Dataset entries:
════
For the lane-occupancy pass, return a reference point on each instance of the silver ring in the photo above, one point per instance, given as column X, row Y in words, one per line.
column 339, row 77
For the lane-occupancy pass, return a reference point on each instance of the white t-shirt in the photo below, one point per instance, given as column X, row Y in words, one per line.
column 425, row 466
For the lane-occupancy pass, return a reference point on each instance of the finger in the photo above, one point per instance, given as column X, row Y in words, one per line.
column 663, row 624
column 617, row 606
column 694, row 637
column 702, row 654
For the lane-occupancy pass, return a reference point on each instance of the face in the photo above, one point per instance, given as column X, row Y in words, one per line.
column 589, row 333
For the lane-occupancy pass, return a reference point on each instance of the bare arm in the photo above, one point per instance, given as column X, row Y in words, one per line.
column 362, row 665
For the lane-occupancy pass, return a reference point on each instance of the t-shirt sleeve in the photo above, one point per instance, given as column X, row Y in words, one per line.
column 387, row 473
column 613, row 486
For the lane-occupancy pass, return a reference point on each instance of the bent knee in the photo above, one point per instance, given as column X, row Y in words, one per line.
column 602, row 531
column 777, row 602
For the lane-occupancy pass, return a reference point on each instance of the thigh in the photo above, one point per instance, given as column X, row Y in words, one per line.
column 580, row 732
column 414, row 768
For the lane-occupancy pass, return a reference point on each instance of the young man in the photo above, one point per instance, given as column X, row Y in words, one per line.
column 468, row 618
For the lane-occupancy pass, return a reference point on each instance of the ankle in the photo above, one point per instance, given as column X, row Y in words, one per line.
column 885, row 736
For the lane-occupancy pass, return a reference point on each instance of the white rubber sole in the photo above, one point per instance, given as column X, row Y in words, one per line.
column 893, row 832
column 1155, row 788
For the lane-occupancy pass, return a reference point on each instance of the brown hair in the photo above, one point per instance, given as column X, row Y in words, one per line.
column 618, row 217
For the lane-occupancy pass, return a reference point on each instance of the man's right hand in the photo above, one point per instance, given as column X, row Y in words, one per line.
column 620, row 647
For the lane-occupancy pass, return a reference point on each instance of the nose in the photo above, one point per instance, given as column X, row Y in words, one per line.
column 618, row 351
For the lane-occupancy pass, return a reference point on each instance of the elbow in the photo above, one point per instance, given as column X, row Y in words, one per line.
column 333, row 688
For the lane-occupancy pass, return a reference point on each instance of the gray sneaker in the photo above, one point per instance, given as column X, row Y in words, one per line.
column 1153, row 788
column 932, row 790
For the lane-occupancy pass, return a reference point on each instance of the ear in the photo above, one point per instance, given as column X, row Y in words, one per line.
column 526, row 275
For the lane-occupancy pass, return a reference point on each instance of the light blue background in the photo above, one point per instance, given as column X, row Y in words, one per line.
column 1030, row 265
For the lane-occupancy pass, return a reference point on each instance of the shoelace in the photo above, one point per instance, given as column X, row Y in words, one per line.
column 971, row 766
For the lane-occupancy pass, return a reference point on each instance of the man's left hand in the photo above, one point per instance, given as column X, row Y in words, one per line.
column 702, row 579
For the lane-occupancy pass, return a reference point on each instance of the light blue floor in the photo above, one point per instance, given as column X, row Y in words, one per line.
════
* WHAT TO DO: The answer should be an exact reproduction of all the entries.

* EXERCISE RESULT:
For the lane-occupancy pass, return a reference point on each instance of the silver ring in the photo above, one point per instance, given as column X, row Y in words, one per line.
column 339, row 77
For the lane-occupancy pass, return a reference point on each instance of the white t-shirt in the photo below, one point per instance, given as column X, row Y in words, one per line.
column 425, row 466
For the lane-occupancy pass, return a reference point on each instance of the finger in the photo above, one point per instance, given as column X, row Y in words, one per line.
column 663, row 624
column 617, row 606
column 694, row 637
column 702, row 654
For the lane-occupancy pass, return a reference point on each instance of the face in the photo above, one point per instance, given as column X, row Y in words, one per line.
column 589, row 333
For the lane-occupancy pass, return a reference point on each instance of the bare arm in the photo above, one point per instance, given as column X, row Y in words, one per line.
column 362, row 665
For the lane-occupancy pass, return a reference point on each instance of the t-shirt sleeve in the photo above, one point per instance, given as column X, row Y in words, one per line.
column 387, row 473
column 613, row 486
For the lane-occupancy pass, return a reference point on each instance of the bent knee in the photo above, one point per instance, given as column X, row Y in words, one per line.
column 602, row 531
column 777, row 602
For the lane-occupancy pass, return a reference point on each instance of the thigh in the photo above, one point per instance, given as column X, row Y in words, one per line.
column 580, row 732
column 414, row 768
For the lane-occupancy pass, return a reference point on each instance of the young man in the photo above, one point per instance, given as column X, row Y in words, one per line.
column 468, row 618
For the lane-occupancy pass, return a reference point on each instance of the ankle in the photo above, one point per instance, given as column X, row Y in words, one per line.
column 885, row 736
For the lane-occupancy pass, return a reference point on each instance of the white rubber sole in the photo above, one point per instance, given as column X, row Y in words, one per line.
column 893, row 832
column 1155, row 788
For the lane-occupancy pass, return a reference point on each instance of the brown hair in the photo above, one point per instance, given as column X, row Y in words, one per line.
column 618, row 217
For the lane-occupancy pass, return a reference point on each instance of the man's right hand in the photo above, one point per instance, given as column X, row Y in words, one per line.
column 620, row 647
For the lane-occupancy pass, return a reference point on each instance of the nose in the photo above, one point per instance, given as column X, row Y in words, one per line.
column 618, row 351
For the lane-occupancy pass, return a reference point on each instance of the elbow in the photo above, one point per instance, given as column X, row Y in words, one per line.
column 333, row 688
For the lane-occupancy pass, return a reference point on each instance of the gray sneaker in the photo above, one point per instance, given as column X, row Y in words, one per line.
column 1153, row 788
column 932, row 790
For the lane-occupancy pass, return a reference point on each instance of the ear in the photo above, one point per instance, given as column X, row Y in words, one per line.
column 526, row 275
For the lane-occupancy pass, return a reference point on each instance of the light blue background in the photo above, one point per instance, given as column X, row Y in words, one per line.
column 1030, row 265
For the lane-occupancy pass, return a reference point on each instance of the shoelace in the photo above, one point per instance, given as column X, row Y in words, one per line.
column 971, row 766
For the lane-occupancy pass, return a reference point on each instance of the man's left hand in the photo above, one point per instance, given as column X, row Y in words, one per line.
column 702, row 579
For the lane-occupancy pass, return a reference point on each instance of the light blue floor in the photo above, one point per instance, given as column X, row Y in words, one per line.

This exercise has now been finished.